### Assignment
Your output should consist of the lines from the first line of the records below through the one with "indicate the bird's head, one", exactly, minus the pictures.
[Opening Material provided section]
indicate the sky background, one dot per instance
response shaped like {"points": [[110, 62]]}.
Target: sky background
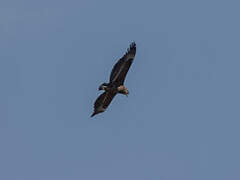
{"points": [[181, 120]]}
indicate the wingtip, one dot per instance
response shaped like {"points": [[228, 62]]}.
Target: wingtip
{"points": [[93, 114]]}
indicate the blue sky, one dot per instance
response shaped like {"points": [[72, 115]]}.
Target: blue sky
{"points": [[180, 121]]}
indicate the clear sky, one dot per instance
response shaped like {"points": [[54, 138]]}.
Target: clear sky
{"points": [[182, 117]]}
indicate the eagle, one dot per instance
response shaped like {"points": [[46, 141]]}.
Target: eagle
{"points": [[116, 82]]}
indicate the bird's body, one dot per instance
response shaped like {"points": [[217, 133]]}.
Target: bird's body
{"points": [[116, 83]]}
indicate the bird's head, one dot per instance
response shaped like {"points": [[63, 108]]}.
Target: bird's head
{"points": [[126, 92], [103, 86]]}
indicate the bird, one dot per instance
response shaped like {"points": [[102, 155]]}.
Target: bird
{"points": [[116, 82]]}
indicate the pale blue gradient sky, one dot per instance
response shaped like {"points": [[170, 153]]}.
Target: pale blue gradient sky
{"points": [[181, 120]]}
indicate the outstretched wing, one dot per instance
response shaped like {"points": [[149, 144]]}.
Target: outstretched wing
{"points": [[121, 68], [102, 102]]}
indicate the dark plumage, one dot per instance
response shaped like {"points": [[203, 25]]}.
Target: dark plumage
{"points": [[116, 82]]}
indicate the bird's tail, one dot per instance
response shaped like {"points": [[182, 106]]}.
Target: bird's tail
{"points": [[93, 114]]}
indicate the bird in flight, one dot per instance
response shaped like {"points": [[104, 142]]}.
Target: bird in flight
{"points": [[116, 82]]}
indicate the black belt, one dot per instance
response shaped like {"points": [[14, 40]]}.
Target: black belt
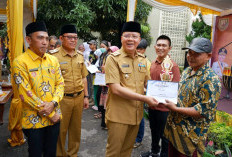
{"points": [[73, 94]]}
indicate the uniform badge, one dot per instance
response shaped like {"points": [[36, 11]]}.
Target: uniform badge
{"points": [[166, 74], [126, 75], [223, 24]]}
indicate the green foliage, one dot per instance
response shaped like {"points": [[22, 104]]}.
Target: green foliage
{"points": [[225, 116], [104, 16], [199, 29], [206, 154], [221, 135], [3, 31]]}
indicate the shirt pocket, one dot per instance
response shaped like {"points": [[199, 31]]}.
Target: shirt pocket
{"points": [[126, 72], [34, 72], [80, 64], [64, 68]]}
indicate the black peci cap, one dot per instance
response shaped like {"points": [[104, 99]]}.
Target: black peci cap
{"points": [[35, 27], [131, 26]]}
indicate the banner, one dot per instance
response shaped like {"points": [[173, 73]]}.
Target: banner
{"points": [[222, 60], [222, 44]]}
[Closing Material provided section]
### Response box
indicate the sky background, one dot per instance
response shaped like {"points": [[110, 62]]}.
Target: sky background
{"points": [[181, 120]]}
indicate the wingtip, one dot per instance
response shaped like {"points": [[228, 62]]}.
Target: wingtip
{"points": [[93, 114]]}
indicate the blue sky, one dot per instance
response shaped like {"points": [[72, 115]]}.
Target: blue sky
{"points": [[180, 121]]}
indicate the clear sky, one dot per instance
response shaped like {"points": [[54, 138]]}.
Target: clear sky
{"points": [[182, 117]]}
indicate the eagle, one dot per instance
response shaped like {"points": [[46, 141]]}.
Target: eagle
{"points": [[116, 82]]}
indicate the bird's body, one dot per instance
response shaped like {"points": [[217, 133]]}.
Target: bird's body
{"points": [[116, 83]]}
indicate the bird's head, one dot per instance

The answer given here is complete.